Exercise task: State how many lines of the listing below contain the string "glass", giving only the number.

Items:
....
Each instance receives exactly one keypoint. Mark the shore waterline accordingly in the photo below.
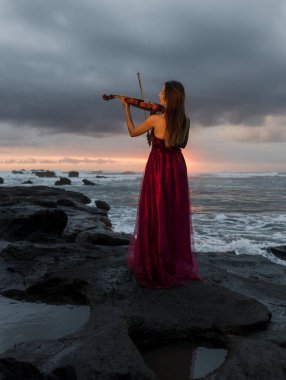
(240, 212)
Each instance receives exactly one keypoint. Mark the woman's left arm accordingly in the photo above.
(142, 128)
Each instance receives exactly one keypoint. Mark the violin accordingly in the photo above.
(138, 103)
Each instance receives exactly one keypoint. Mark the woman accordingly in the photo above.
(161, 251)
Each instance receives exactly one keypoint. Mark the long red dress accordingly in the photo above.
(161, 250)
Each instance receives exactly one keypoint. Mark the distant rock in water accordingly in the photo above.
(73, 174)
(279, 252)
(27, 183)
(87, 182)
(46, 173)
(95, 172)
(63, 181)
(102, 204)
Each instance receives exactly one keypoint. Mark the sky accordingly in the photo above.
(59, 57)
....
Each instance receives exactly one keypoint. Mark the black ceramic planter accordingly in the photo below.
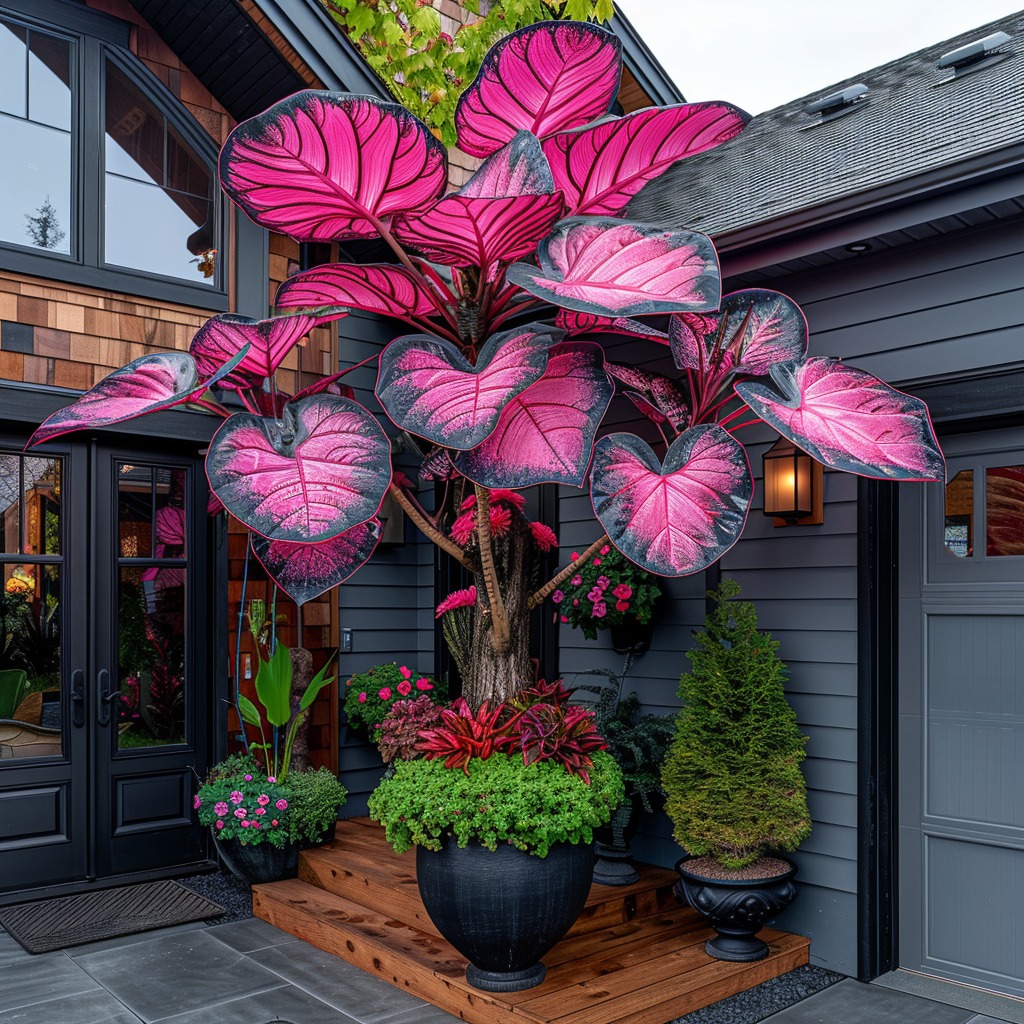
....
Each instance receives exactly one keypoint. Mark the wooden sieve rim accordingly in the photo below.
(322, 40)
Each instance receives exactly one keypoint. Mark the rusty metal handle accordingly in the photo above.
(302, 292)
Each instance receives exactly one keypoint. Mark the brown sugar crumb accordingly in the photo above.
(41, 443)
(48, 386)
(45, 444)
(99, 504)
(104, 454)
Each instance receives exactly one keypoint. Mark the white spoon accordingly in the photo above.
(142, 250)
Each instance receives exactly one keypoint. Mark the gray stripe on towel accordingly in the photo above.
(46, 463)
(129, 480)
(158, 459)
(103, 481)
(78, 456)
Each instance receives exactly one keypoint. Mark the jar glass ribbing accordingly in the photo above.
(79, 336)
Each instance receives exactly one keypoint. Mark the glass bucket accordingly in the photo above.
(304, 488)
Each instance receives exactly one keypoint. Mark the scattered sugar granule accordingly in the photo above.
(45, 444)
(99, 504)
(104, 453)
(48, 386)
....
Complete output: 2